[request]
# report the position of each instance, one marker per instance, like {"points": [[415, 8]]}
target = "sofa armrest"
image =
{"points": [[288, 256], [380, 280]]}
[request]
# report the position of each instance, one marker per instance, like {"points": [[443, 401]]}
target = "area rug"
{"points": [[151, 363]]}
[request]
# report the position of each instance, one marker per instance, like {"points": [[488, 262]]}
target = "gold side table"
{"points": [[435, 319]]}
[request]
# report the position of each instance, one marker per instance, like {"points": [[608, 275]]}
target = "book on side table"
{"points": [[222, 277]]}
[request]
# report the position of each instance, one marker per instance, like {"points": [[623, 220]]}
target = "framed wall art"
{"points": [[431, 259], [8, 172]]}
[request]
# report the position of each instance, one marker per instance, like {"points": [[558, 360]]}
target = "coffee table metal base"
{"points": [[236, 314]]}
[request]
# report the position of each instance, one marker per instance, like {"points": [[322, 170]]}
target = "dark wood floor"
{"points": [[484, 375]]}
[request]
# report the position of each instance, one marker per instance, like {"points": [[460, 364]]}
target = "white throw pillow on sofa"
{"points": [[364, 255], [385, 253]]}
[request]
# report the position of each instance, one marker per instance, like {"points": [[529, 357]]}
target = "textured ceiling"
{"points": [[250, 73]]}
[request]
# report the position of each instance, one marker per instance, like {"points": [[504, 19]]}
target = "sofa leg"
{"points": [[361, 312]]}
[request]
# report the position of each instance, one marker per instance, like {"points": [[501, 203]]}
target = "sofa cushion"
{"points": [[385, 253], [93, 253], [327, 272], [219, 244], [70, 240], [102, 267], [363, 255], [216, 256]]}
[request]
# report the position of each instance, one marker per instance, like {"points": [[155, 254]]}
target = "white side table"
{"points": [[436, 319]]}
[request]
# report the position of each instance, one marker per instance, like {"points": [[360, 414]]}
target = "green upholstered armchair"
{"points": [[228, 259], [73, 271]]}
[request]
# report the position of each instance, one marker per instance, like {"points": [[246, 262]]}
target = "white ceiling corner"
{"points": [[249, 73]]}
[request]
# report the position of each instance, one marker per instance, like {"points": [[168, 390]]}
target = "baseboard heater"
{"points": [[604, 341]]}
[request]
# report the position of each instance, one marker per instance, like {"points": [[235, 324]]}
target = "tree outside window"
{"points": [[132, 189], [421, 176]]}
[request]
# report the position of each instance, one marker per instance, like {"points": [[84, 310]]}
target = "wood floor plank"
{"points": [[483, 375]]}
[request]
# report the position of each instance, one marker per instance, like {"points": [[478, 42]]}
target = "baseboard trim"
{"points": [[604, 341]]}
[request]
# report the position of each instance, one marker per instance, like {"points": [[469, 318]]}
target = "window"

═══

● PROBLEM
Pick out every line of the records above that contains the word "white" and copy each of those lines in full.

● WORKED ANSWER
target = "white throw pillow on sofa"
target = "white side table"
target = "white ceiling corner"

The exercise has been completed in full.